(SELECTED TEXT)

BEGIN

The truth, however, is that thousands and thousands of people will slump into holiday depression. Suicide rates climb high. Doctor’s offices fill with people suffering from stress and anxiety. And, many families get angry with each other and suffer broken relationships, rather than experiencing the peace and joy that is personified in movies and songs.
When a miscarriage has occurred close to the Christmas holiday, quite often the grieving process becomes complicated and more difficult. Society is telling us we must be happy—no matter what. Yet, miscarriage brings an aching heart, shattered dreams, and depression often comes knocking at the door of the heart. It is extremely painful to lose a baby!
For many couples, just the word baby brings an outburst of tears. Seeing a Christmas play can be overwhelming because it is too painful to look at small, angelic-like children innocently singing Christmas carols. Hearing the words “baby in a manger” can even trigger feelings of despondency. There are reminders everywhere, and it seems impossible to escape the sadness the miscarriage has brought.
Remind yourself often that grieving through the holidays can be hard work. You need to be especially kind to yourself during this season. You will feel different because of losing a baby, and that is perfectly normal. Friends and family might try to involve you in yuletide festivities, acting as though nothing has happened. If you do not feel quite up to baking cookies or hosting dinner guests, then say so. This is a time when it is okay to say “No thank you. I’m not feeling up to it this year. Next year I’m sure I’ll be more like myself.”

END

(INFORMATION PROVIDED)
BEGIN

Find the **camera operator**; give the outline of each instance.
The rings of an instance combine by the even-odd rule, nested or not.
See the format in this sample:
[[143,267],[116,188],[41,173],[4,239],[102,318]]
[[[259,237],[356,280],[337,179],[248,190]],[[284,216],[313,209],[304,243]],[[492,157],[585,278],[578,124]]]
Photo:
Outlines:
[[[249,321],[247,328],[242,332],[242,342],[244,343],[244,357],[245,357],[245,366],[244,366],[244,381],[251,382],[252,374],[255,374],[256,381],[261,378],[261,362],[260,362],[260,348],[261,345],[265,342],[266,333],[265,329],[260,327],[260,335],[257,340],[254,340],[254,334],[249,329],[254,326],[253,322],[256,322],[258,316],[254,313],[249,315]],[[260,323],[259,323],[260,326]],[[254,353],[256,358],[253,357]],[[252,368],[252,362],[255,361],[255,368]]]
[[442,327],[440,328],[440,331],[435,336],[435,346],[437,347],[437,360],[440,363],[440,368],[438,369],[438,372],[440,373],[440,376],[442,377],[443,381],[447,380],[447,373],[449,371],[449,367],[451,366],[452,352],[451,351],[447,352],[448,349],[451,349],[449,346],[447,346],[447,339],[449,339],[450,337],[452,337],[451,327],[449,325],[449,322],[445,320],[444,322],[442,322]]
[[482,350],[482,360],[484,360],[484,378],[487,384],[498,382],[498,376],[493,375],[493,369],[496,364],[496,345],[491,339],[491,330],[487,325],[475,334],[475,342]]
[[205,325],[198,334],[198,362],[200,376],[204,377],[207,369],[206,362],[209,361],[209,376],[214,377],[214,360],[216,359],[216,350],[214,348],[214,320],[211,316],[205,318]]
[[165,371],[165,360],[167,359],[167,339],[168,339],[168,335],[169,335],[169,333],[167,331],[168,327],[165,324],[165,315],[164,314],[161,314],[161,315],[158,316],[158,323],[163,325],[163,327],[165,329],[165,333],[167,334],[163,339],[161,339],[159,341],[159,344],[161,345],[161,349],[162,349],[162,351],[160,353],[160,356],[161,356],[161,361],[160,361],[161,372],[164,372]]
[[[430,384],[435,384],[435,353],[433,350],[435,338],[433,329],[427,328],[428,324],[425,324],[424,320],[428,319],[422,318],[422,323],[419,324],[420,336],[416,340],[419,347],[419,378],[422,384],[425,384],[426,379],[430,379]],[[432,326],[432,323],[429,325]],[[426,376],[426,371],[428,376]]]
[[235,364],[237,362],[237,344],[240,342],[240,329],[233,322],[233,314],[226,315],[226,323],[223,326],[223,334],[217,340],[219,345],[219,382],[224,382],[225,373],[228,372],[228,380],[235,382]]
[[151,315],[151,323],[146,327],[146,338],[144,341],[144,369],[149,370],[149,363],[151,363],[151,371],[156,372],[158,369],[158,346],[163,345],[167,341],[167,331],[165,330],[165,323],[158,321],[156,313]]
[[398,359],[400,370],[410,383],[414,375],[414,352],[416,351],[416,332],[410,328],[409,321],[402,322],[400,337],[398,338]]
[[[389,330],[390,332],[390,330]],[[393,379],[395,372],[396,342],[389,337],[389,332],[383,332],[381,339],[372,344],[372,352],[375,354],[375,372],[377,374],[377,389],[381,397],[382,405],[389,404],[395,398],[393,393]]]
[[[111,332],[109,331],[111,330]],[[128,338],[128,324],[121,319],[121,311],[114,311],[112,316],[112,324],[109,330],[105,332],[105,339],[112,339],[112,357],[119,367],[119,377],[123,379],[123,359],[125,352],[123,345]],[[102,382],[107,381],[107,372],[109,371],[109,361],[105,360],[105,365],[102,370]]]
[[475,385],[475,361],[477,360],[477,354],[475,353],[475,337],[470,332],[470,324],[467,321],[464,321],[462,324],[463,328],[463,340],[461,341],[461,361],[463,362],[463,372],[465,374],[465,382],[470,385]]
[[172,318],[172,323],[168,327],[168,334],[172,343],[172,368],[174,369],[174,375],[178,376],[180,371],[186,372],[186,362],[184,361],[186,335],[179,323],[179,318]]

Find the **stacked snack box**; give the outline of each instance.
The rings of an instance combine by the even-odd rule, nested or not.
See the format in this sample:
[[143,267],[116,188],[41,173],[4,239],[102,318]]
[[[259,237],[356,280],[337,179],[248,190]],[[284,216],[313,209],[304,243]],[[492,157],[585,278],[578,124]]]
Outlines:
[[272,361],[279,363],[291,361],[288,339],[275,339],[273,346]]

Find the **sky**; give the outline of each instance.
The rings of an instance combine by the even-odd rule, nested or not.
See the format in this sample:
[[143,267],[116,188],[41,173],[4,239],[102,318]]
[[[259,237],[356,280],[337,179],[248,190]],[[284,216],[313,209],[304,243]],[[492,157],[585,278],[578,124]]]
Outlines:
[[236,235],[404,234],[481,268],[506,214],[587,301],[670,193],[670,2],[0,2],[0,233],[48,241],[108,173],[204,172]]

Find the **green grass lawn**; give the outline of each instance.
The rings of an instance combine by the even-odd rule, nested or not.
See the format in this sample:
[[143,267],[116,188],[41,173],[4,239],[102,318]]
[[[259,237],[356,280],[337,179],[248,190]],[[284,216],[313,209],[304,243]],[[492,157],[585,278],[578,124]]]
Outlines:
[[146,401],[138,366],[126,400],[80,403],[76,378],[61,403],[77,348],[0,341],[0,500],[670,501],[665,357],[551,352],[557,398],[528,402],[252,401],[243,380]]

END

(WORK REQUEST 1) From the passage on miscarriage during the Christmas holidays, list every problem it says many people experience over the holidays instead of the peace and joy shown in movies and songs.
(WORK REQUEST 2) Extend the passage on grieving a miscarriage during the Christmas holidays, starting from the end of its last paragraph.

(FINAL ANSWER 1)
- Slumping into holiday depression
- Rising suicide rates
- Stress and anxiety that fill doctor's offices
- Families getting angry with each other and suffering broken relationships

(FINAL ANSWER 2)
If the loss of your baby is so painful that you find yourself crying day and night and you just cannot function at all, seek the help of a doctor. You might need a short-term antidepressant to help you through the pain of losing a baby. A good doctor will help you determine a plan of action for warding off holiday depression due to miscarriage.
Cry. Tears have a very therapeutic effect on grief. When you cry, you release a lot of pent up feelings of disappointment, anger, jealousy, and holiday blues. Crying allows you the opportunity to “wash away” some of the grief.
Set mini goals for yourself. Maybe today’s goal is preparing one meal and getting dressed. The following day you might set a goal of getting out of the house for one hour. Meeting goals moves you forward in your holiday grief. Before you know it, you will look back and say, “I made it!”
A sense of renewed hope will fill your heart as you move into the New Year. And, along with hope comes the step-by-step journey towards healing from the painful grief brought on because of miscarriage.